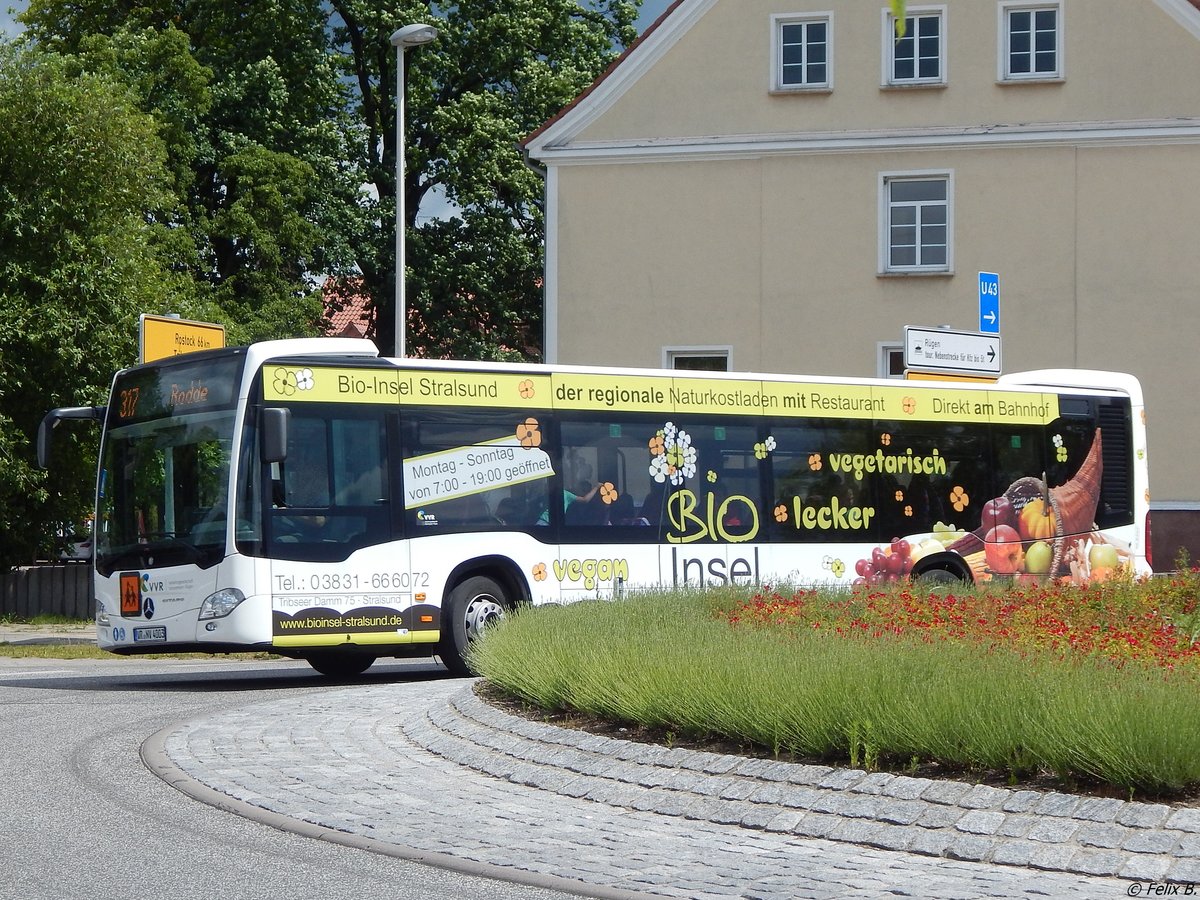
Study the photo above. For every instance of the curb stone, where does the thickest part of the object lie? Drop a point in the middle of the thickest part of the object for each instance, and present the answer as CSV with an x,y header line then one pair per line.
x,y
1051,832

--

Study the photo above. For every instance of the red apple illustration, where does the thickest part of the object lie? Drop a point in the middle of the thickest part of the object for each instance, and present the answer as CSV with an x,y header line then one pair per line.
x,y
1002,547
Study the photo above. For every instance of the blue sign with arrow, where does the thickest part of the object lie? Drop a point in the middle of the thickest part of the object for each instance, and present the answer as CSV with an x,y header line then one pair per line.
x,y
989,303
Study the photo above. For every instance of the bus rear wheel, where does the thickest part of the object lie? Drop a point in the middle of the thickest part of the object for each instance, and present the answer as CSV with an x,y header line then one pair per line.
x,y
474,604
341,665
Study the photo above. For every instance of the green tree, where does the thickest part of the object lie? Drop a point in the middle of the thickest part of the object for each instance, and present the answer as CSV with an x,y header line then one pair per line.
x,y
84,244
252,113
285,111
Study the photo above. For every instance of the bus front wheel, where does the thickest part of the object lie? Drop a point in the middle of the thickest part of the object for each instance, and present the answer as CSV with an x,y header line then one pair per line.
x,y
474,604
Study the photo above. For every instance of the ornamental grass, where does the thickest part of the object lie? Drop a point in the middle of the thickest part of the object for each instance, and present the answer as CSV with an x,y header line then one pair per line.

Task goal: Send back exactly the lines of the listing above starting at the one with "Study the photo above. For every instance of the bus front" and ending at the one with "Study the photo above. For every instance of the ornamental", inclusive, and no others.

Reply to the exercise:
Study the photo above. For every instance of the bus front wheel, where does the thickest part of the object lie? Drop a point in the middle of the thickest part of the object for each instance, and present the answer as CSV with an x,y header line then one pair per line.
x,y
474,604
Study the photo above. For every instance of the ornamental grass, where does the thickest part of the object lie? Drop a point in the middle of the thickest part of the object for each instance, and present the answer as CSV with an x,y header line then one pair per line.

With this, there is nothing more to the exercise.